Task requirements: Below are some records. Return exactly the lines from the one containing "query: the noun phrase to segment: <item>baby's dark" through the one containing "query: the noun phrase to segment: white", both included, and only those.

(Stored records)
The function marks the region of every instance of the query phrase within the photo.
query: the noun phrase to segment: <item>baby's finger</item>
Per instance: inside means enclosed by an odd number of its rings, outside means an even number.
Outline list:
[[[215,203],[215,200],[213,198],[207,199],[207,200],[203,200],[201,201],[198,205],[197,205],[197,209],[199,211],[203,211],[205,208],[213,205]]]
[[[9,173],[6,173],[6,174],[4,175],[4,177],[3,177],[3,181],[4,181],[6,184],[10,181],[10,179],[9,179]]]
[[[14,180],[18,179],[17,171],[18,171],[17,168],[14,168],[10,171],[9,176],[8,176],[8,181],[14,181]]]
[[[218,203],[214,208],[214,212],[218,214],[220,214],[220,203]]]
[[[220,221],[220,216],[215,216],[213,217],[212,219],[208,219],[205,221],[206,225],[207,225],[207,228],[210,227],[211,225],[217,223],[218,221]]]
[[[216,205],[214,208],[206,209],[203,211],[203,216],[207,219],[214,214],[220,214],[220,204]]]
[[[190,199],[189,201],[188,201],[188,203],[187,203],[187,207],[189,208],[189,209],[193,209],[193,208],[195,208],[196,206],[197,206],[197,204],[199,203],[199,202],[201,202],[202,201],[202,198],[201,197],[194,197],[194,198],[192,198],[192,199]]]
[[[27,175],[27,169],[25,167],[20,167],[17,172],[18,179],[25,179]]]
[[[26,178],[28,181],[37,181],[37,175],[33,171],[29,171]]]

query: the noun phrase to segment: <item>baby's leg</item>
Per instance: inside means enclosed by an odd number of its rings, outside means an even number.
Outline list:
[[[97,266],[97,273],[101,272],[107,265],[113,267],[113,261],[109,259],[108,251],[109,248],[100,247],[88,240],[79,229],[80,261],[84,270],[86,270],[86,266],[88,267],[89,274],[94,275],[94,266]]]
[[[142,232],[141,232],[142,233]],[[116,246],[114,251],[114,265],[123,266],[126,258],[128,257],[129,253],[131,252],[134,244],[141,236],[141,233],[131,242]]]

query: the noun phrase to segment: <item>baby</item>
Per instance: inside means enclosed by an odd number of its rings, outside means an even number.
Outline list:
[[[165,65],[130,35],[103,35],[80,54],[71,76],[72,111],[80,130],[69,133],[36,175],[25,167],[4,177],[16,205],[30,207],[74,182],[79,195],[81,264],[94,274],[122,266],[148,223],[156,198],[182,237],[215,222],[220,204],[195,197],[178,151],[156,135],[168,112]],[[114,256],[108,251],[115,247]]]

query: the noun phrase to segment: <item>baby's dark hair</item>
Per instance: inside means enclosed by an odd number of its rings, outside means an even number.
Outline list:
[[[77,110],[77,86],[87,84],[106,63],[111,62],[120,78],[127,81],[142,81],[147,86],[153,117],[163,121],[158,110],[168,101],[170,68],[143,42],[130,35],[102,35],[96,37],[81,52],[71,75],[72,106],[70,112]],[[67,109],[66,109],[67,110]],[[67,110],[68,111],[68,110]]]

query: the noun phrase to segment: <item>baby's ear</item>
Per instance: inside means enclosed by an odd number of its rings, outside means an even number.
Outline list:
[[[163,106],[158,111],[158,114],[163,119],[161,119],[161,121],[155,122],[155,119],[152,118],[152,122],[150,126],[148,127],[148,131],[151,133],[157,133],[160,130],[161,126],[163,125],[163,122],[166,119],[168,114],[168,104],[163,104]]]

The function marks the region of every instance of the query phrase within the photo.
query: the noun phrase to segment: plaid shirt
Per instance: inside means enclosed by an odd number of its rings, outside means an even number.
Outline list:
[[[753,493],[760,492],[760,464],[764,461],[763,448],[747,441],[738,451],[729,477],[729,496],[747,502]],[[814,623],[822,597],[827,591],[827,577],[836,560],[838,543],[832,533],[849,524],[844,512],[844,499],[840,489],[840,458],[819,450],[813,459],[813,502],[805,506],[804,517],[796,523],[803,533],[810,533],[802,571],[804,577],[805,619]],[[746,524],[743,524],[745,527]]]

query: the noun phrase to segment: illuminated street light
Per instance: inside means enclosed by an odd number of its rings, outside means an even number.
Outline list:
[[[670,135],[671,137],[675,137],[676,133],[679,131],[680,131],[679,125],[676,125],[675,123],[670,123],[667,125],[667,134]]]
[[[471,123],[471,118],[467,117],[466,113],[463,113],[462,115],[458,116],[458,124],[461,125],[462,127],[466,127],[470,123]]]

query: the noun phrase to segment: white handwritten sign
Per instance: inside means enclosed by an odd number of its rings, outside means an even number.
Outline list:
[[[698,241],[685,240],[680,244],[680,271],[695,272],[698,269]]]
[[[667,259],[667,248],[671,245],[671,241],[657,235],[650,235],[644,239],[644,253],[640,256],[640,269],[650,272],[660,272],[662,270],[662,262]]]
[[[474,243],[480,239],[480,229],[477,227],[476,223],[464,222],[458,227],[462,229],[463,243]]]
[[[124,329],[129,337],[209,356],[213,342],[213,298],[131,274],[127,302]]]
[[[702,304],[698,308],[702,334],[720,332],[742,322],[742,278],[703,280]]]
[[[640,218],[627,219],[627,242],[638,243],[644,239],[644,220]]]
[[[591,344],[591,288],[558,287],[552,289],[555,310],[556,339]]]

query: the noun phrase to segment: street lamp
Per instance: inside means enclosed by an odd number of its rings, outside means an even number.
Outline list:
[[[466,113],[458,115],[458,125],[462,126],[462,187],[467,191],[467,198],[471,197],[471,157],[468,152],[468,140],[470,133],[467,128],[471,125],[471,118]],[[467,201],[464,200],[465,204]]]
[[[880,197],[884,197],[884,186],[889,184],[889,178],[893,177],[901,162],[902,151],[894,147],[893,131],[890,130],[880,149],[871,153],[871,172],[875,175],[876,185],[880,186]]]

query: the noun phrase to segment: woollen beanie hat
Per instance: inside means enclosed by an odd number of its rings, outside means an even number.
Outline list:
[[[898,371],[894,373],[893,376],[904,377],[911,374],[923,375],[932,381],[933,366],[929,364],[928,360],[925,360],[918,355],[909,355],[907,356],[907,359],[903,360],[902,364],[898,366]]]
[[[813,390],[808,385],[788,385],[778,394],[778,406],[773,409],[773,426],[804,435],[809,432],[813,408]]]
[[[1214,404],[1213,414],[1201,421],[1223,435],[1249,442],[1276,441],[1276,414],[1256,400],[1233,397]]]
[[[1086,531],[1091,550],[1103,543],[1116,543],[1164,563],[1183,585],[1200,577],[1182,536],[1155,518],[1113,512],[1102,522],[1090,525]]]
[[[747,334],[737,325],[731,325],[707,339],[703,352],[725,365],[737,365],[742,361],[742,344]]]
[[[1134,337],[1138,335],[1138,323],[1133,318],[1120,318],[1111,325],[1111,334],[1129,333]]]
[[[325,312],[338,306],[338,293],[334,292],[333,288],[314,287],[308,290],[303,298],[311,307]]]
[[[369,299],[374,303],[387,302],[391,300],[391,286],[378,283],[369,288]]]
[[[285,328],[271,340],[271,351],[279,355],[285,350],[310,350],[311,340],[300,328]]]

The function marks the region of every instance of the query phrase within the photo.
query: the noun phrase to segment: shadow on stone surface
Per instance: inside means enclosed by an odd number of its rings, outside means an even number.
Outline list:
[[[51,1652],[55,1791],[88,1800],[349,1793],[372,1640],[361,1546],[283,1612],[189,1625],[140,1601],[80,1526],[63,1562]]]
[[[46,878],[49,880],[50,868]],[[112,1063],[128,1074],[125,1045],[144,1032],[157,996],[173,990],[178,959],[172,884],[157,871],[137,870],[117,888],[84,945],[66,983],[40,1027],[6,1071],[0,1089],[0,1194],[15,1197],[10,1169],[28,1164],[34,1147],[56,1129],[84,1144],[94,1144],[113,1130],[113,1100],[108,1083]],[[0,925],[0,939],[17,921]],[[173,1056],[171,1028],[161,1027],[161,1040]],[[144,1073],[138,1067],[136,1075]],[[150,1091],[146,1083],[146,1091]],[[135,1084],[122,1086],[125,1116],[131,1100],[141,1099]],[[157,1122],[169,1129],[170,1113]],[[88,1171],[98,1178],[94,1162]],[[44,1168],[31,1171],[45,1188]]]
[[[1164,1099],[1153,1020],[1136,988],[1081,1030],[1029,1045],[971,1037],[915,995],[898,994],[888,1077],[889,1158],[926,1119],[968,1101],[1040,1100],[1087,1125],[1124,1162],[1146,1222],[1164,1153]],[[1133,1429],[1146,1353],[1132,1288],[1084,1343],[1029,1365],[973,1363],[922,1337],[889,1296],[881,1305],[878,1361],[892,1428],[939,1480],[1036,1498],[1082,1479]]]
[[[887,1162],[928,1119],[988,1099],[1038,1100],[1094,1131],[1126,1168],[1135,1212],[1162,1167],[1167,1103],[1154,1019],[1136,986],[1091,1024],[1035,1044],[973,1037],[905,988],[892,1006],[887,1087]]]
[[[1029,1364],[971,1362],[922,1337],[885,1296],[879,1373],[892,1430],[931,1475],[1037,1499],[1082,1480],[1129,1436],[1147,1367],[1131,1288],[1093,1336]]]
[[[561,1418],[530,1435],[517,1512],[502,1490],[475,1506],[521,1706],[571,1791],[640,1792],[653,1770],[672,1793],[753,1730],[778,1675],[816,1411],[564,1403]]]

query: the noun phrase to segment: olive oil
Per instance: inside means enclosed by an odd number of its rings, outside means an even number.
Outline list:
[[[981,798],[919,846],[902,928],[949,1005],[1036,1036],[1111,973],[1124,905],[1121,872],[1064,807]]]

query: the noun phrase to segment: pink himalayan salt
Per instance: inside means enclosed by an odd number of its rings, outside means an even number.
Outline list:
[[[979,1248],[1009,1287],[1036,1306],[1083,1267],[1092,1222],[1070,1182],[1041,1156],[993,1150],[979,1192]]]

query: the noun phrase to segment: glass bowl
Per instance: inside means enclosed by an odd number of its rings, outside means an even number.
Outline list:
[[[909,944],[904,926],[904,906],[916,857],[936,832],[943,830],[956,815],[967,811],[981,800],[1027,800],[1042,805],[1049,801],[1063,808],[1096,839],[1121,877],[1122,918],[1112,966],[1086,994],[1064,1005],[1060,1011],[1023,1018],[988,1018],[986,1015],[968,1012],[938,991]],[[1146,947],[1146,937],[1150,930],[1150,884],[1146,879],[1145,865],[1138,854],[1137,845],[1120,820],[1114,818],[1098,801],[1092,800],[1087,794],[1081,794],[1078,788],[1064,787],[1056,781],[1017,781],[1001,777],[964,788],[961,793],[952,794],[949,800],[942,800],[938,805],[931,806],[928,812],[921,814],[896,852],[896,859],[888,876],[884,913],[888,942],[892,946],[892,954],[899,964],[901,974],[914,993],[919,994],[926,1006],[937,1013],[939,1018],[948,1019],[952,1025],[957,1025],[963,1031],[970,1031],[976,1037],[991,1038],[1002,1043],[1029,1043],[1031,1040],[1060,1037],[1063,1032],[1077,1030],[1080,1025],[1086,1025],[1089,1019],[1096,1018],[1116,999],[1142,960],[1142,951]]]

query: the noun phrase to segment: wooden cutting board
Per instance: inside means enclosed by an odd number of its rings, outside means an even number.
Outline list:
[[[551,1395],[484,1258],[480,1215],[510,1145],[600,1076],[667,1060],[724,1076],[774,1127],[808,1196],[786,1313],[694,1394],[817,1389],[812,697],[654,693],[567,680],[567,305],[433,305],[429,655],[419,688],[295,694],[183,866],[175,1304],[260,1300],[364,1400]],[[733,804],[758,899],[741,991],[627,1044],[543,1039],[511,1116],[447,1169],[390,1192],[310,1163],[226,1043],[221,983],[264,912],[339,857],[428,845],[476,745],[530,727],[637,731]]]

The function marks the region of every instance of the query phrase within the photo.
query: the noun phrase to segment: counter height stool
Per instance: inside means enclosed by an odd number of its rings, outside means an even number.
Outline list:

Reply to the exercise:
query: the noun phrase to segment: <item>baby's dark hair</item>
Per instance: inside means enclosed by an odd number of its rings, outside means an even number.
Outline list:
[[[77,110],[77,86],[87,84],[106,63],[111,62],[120,78],[127,81],[142,81],[147,86],[153,117],[163,121],[158,110],[168,101],[170,68],[143,42],[130,35],[102,35],[96,37],[81,52],[71,75],[72,106],[70,112]],[[67,109],[66,109],[67,110]],[[67,110],[68,111],[68,110]]]

query: the noun phrase to segment: <item>baby's ear</item>
Per instance: inside means enclosed by an odd number of its rings, outside means an even number.
Outline list:
[[[163,106],[158,111],[158,114],[163,119],[161,119],[161,121],[155,122],[155,119],[152,118],[152,122],[150,126],[148,127],[148,131],[151,133],[157,133],[160,130],[161,126],[163,125],[163,122],[166,119],[168,114],[168,104],[163,104]]]

The function marks the region of every instance of the query phrase within the photo.
query: the noun phrase to segment: plaid shirt
Per instance: inside means enclosed by an odd number of its rings, outside means an even number.
Outline list:
[[[753,493],[760,492],[760,464],[764,461],[763,448],[747,441],[738,451],[729,477],[729,496],[747,502]],[[814,623],[822,597],[827,591],[827,577],[836,560],[838,543],[832,533],[849,524],[844,512],[844,499],[840,489],[840,458],[819,450],[813,459],[813,502],[805,506],[804,517],[796,523],[803,533],[810,533],[802,571],[804,577],[805,619]],[[746,524],[743,524],[745,527]]]

query: the noun phrase to segment: illuminated street light
Per instance: inside means enclosed by an odd number of its rings, outside means an even number.
Outline list:
[[[670,135],[671,137],[675,137],[676,133],[679,131],[680,131],[679,125],[676,125],[675,123],[670,123],[667,125],[667,134]]]
[[[471,123],[471,118],[467,117],[466,113],[463,113],[462,115],[458,116],[458,124],[461,125],[462,127],[466,127],[470,123]]]

query: the noun phrase to segment: white handwritten sign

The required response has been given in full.